Put the lines below into a Markdown table with the columns Index and Content, giving each line a number and skipping blank lines. Start at the line containing "Point to the distant" and end at the line containing "[(66, 121)]", including both and nothing outside that span.

-------- Data rows

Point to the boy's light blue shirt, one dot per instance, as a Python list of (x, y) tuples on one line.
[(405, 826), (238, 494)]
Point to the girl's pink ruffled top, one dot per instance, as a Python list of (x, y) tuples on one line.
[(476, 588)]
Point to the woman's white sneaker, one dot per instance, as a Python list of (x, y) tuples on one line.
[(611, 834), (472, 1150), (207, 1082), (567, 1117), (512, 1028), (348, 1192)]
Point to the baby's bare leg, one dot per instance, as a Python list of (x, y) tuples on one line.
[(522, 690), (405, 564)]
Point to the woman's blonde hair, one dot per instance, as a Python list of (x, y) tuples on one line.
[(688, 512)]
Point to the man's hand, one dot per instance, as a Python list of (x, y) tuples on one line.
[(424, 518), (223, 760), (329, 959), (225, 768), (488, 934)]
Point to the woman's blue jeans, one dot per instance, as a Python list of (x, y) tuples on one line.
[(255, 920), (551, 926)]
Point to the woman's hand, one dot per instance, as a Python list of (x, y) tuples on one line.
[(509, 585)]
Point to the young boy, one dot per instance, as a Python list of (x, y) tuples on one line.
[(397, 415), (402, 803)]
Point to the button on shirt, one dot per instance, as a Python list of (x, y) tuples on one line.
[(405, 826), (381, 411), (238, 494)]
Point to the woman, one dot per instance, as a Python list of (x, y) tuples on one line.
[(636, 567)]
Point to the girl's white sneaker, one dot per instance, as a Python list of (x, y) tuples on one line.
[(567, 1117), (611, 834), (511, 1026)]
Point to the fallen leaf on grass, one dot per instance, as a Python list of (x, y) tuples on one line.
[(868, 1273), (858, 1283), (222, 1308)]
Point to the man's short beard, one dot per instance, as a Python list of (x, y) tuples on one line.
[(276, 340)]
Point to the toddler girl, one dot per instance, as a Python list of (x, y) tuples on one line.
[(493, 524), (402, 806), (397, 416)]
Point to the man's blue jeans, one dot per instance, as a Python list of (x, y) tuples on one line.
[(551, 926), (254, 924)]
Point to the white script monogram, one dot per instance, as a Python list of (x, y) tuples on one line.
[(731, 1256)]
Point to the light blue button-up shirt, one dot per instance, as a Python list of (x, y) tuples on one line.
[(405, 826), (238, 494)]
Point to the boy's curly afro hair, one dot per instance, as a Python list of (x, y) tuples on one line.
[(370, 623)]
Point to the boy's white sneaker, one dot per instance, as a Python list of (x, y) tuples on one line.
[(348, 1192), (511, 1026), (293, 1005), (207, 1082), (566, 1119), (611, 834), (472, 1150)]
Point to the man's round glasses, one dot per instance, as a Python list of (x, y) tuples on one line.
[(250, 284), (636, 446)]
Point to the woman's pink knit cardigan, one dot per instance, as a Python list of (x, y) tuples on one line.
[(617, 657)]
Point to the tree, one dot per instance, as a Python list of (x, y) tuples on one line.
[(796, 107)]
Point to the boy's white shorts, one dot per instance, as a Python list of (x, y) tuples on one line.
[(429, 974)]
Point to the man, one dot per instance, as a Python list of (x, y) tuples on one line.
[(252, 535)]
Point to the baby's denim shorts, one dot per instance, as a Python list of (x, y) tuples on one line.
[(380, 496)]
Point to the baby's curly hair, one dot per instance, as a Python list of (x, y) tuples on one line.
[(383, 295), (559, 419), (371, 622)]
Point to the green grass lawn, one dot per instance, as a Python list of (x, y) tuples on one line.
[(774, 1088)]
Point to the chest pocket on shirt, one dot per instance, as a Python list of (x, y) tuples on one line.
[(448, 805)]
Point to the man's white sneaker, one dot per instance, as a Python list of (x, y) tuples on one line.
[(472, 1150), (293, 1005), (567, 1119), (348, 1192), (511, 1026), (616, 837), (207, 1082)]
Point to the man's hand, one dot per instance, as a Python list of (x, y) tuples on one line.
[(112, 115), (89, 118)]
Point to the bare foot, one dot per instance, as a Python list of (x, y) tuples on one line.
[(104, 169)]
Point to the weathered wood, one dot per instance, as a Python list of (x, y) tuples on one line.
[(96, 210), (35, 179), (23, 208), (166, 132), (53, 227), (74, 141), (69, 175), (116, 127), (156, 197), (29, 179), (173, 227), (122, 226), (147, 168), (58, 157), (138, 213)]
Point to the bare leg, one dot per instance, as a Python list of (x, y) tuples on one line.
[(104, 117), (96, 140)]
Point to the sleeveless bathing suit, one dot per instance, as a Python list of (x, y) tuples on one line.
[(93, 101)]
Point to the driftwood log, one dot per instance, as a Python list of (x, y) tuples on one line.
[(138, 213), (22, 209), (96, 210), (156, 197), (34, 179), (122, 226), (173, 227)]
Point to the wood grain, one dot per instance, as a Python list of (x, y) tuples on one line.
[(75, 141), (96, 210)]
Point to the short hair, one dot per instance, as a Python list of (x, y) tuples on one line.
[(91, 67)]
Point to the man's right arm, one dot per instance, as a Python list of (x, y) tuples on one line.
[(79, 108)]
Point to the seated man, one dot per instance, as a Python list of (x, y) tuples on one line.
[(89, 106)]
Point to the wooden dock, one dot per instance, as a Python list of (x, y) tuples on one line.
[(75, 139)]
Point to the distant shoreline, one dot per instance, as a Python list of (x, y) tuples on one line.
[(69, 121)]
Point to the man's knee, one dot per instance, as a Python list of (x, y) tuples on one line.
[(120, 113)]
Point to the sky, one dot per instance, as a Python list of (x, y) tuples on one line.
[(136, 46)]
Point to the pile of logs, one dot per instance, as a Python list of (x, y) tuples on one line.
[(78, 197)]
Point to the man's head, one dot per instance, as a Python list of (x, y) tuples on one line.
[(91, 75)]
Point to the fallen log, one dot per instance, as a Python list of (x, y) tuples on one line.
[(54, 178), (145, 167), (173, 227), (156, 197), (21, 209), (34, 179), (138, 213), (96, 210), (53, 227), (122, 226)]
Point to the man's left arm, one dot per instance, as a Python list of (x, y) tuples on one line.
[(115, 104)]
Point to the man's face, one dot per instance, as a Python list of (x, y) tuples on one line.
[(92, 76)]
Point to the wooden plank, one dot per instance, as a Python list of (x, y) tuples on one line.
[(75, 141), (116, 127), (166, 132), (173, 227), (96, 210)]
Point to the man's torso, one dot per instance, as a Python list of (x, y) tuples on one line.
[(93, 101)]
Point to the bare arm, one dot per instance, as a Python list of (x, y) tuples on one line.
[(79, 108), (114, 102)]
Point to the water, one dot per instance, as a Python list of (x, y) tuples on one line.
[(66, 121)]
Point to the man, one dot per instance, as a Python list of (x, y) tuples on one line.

----------------

▶ [Exercise result]
| Index | Content |
|---|---|
| 1 | Point to the distant shoreline, one dot per instance, as a Python list of (x, y) tuples on one line. |
| 2 | [(69, 121)] |
| 3 | Point to the man's knee, one dot per instance, as a Python list of (x, y) tuples on one line. |
| 4 | [(120, 113)] |
| 5 | Point to the sky, one dot per instance, as a Python list of (x, y) tuples on one line. |
| 6 | [(136, 46)] |
| 7 | Point to the pile of logs, one dot per instance, as a Python list of (x, y) tuples on one line. |
| 8 | [(78, 197)] |
| 9 | Point to the man's head, one dot per instance, as a Python list of (x, y) tuples on one line. |
| 10 | [(91, 75)] |
| 11 | Point to the fallen log, one dot per instance, as a Python list of (x, y) tuples on one line. |
| 12 | [(54, 178), (145, 167), (173, 227), (156, 197), (21, 209), (34, 179), (138, 213), (96, 210), (53, 227), (122, 226)] |
| 13 | Point to the man's left arm, one dot per instance, as a Python list of (x, y) tuples on one line. |
| 14 | [(115, 104)] |
| 15 | Point to the man's face, one dot per instance, as a Python list of (x, y) tuples on one line. |
| 16 | [(92, 76)] |
| 17 | Point to the wooden plank, one dot per instance, as a Python list of (x, y) tuples on one line. |
| 18 | [(75, 141), (116, 127), (166, 132), (173, 227), (96, 210)] |
| 19 | Point to the man's torso, one dot per instance, as a Python list of (x, y) tuples on one line. |
| 20 | [(93, 101)] |
| 21 | Point to the bare arm, one dot per instance, as a Python list of (x, y) tuples on one line. |
| 22 | [(79, 108), (114, 102)] |
| 23 | Point to the water, one dot per instance, as a Python list of (x, y) tuples on one line. |
| 24 | [(66, 121)] |